PROBLEM DETAILS: Render each line of the records below as one string in a JSON array and omit any blank lines.

SOURCE DATA:
* * *

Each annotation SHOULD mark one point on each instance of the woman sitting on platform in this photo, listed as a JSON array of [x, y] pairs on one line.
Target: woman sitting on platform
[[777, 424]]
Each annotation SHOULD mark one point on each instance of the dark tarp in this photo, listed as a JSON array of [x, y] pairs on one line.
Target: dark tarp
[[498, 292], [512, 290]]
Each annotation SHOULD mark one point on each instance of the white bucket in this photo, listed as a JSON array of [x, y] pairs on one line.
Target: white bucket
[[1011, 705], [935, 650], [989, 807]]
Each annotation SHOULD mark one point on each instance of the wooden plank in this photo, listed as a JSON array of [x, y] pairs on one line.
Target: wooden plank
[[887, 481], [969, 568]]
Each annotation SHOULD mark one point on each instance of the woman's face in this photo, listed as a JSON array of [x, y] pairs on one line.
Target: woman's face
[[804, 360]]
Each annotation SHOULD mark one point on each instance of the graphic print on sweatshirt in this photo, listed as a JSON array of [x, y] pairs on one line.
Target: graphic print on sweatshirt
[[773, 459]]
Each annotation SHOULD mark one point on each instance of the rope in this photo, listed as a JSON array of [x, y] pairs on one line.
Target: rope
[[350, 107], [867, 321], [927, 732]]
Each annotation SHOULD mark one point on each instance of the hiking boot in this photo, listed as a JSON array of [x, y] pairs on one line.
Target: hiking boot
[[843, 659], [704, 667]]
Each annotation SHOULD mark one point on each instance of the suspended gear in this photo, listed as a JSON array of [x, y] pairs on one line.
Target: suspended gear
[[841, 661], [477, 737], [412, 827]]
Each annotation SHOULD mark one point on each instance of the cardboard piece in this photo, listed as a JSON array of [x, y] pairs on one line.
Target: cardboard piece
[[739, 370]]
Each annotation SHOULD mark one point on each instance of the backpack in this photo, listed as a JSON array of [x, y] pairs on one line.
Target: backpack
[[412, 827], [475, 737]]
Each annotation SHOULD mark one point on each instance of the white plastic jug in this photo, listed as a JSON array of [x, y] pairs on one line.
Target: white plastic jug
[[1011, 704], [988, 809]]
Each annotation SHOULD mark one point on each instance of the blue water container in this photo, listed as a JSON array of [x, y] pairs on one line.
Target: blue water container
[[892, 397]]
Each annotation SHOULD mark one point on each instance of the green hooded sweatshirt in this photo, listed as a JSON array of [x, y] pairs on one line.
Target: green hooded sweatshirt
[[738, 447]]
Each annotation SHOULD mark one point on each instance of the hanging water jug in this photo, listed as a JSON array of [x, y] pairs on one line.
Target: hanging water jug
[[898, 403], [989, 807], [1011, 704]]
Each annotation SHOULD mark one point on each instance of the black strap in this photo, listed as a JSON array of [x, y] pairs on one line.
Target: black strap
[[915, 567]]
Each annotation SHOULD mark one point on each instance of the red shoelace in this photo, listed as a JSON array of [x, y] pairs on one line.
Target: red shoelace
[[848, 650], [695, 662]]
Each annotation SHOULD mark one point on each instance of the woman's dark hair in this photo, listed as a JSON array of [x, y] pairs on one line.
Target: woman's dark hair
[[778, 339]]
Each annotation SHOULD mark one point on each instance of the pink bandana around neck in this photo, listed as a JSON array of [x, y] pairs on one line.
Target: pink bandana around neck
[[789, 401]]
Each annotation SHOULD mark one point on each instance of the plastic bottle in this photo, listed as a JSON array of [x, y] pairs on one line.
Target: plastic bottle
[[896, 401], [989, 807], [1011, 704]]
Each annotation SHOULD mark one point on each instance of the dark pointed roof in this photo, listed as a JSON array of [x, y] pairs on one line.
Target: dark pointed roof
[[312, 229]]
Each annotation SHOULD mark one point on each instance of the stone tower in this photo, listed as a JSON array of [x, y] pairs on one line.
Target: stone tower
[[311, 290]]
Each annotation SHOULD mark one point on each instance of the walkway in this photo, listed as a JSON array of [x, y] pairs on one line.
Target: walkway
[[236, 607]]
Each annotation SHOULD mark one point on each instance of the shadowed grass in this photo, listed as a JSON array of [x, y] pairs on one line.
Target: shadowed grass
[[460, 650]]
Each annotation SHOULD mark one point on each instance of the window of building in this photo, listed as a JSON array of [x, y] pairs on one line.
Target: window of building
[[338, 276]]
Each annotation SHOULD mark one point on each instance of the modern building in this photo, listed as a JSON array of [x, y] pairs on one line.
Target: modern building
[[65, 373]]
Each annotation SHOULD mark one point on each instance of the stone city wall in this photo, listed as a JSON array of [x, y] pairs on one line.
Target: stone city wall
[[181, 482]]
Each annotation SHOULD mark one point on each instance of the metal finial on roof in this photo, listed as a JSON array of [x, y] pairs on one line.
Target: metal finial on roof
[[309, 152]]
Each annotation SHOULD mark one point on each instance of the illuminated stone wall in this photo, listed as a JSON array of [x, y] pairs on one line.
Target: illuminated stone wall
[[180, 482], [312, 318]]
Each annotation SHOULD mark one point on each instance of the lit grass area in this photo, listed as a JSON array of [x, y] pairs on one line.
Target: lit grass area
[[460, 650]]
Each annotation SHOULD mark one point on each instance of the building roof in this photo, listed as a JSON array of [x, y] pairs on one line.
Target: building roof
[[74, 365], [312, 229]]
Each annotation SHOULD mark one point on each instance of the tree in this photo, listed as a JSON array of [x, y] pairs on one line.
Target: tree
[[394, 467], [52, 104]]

* * *

EXPECTED ANSWER:
[
  "Each annotation SHOULD mark one point on each instance of the woman sitting on platform in this photo, listed as a JSON array of [x, y] pairs on one line.",
  "Target: woman sitting on platform",
  "[[777, 424]]",
  "Each annotation SHOULD mark one point on each instance of the dark tarp in this photo, listed as a JSON array of [x, y] pairs on one line.",
  "Target: dark tarp",
  "[[498, 292], [512, 290]]",
  "Each annotation SHOULD mark one point on each instance of the white bucket in this photo, listed as a JSON array of [x, y] pairs on one line.",
  "Target: white bucket",
  "[[1011, 705], [935, 650], [989, 807]]",
  "Each annotation SHOULD mark one point on each instance of the wooden plank in this photo, listed as a JSON array of [x, y] pairs on one line.",
  "Target: wooden plank",
  "[[887, 481], [969, 568]]",
  "Each annotation SHOULD mark one point on each instance of the woman's face in this photo, listed as a JSON array of [x, y] pairs on one line.",
  "Target: woman's face",
  "[[804, 360]]",
  "Each annotation SHOULD mark one point on each instance of the graphic print on sweatshirt in this photo, listed as a JSON array of [x, y] pairs on one line.",
  "Target: graphic print on sweatshirt",
  "[[773, 459]]",
  "Each annotation SHOULD mark one point on each instance of the rope in this photo, listed as a JSON array of [x, y] pairs on one line.",
  "Target: rope",
  "[[350, 107], [867, 321], [927, 732]]",
  "Each annotation SHOULD mark one point on each instance of the hiking boot in this photo, listed as a JSON array of [x, y] pairs on one line.",
  "Target: hiking boot",
  "[[843, 659], [704, 667]]",
  "Each annotation SHOULD mark one point on each instance of the suspended gear in this photo, listed as a JSON array of [x, y] pairs on one line.",
  "Target: suspended gear",
  "[[841, 661], [477, 737], [412, 827]]",
  "Each annotation SHOULD mark one point on each instance of the cardboard piece in this photo, listed as a JSON array of [x, y] pairs on one line.",
  "Target: cardboard piece",
  "[[739, 370]]",
  "Each annotation SHOULD mark one point on each instance of the backpack in this photo, listed as a JSON array of [x, y] pairs on one line.",
  "Target: backpack",
  "[[412, 827], [475, 737]]",
  "Each annotation SHOULD mark one point on each instance of the white plastic jug in this photo, listed as a JSON array of [x, y] pairs on one line.",
  "Target: white plastic jug",
  "[[1011, 704], [988, 809]]",
  "Each annotation SHOULD mark one point on each instance of the blue water container in this photo, listed as a JSON array of [x, y] pairs on one line.",
  "Target: blue water container",
  "[[892, 397]]",
  "Each annotation SHOULD mark one point on each instance of the green hooded sweatshirt in this photo, listed as a JSON array of [x, y] pairs on one line.",
  "Target: green hooded sweatshirt",
  "[[738, 447]]",
  "Each annotation SHOULD mark one point on each instance of the hanging water jug in this photo, listed as a JSON array of [x, y] pairs on one line.",
  "Target: hanging water jug",
  "[[898, 403], [989, 807], [1011, 704]]",
  "Each annotation SHOULD mark one point on each instance of the black strap in this photo, listed as a JSON array of [x, y] pairs on one line.",
  "Target: black strap",
  "[[915, 567]]",
  "Each annotation SHOULD mark one point on each instance of the red shoelace in this photo, listed as a JSON array of [x, y] pairs on one line.",
  "Target: red shoelace",
  "[[848, 650], [695, 662]]",
  "Each annotation SHOULD mark one point on each instance of the woman's dark hair in this photo, listed as a JSON array of [x, y] pairs on one line.",
  "Target: woman's dark hair",
  "[[778, 339]]",
  "Each annotation SHOULD mark one point on each instance of the pink bandana around neck in this photo, listed as a JSON array of [x, y] pairs on one line.",
  "Target: pink bandana around neck",
  "[[789, 401]]",
  "Each annotation SHOULD mark one point on each instance of the plastic bottle in this photo, listed as a JSON array of [x, y] pairs on one line.",
  "Target: plastic bottle",
  "[[896, 401], [989, 807], [1011, 704]]",
  "Each annotation SHOULD mark one point on each instance of the dark pointed roof in this photo, listed as a JSON array of [x, y] pairs on one line.",
  "Target: dark pointed roof",
  "[[312, 229]]",
  "Each annotation SHOULD mark one point on each instance of the stone tower in this photo, listed as a JSON array of [x, y] pairs on one line.",
  "Target: stone tower",
  "[[311, 290]]",
  "Each annotation SHOULD mark one point on each instance of the walkway in this photo, listed as a JSON array of [x, y] pairs on one line.",
  "Target: walkway",
  "[[236, 607]]",
  "Each annotation SHOULD mark one point on each instance of the shadowed grass in this photo, listed as a JSON array of [x, y] pairs on one line.",
  "Target: shadowed grass",
  "[[460, 650]]",
  "Each annotation SHOULD mark one point on each instance of the window of building in this photo, listed as a JSON array of [x, y] pairs on one line.",
  "Target: window of building",
  "[[338, 276]]",
  "Each annotation SHOULD mark one point on each instance of the modern building in this photo, listed as a JSON array of [x, y] pairs on one line.",
  "Target: modern building",
  "[[65, 373]]",
  "Each annotation SHOULD mark one point on each instance of the stone city wall in this photo, listed as a JSON array of [x, y] pairs on one line.",
  "Target: stone city wall",
  "[[181, 482]]",
  "Each annotation SHOULD mark one point on each instance of the metal finial on roof in this photo, listed as a JSON array of [x, y] pairs on one line.",
  "Target: metal finial on roof",
  "[[309, 152]]",
  "Each annotation SHOULD mark one point on each instance of the illuminated stone wall in this photo, listed as a JSON array of [x, y] pairs on one line.",
  "Target: illuminated stone wall",
  "[[180, 482], [312, 318]]",
  "Each annotation SHOULD mark one point on each instance of the lit grass area in this photo, listed as a JSON array of [x, y] pairs on one line.",
  "Target: lit grass area",
  "[[460, 650]]",
  "Each annotation SHOULD mark one point on each instance of the building roof in this photo, listed as a JSON array of [x, y] pairs on one line.",
  "Target: building roof",
  "[[74, 365], [312, 229]]",
  "Each annotation SHOULD mark one point on each instance of the tree in this photo, listed as a JSON array of [x, y] pairs on one line.",
  "Target: tree",
  "[[394, 467], [52, 104]]"
]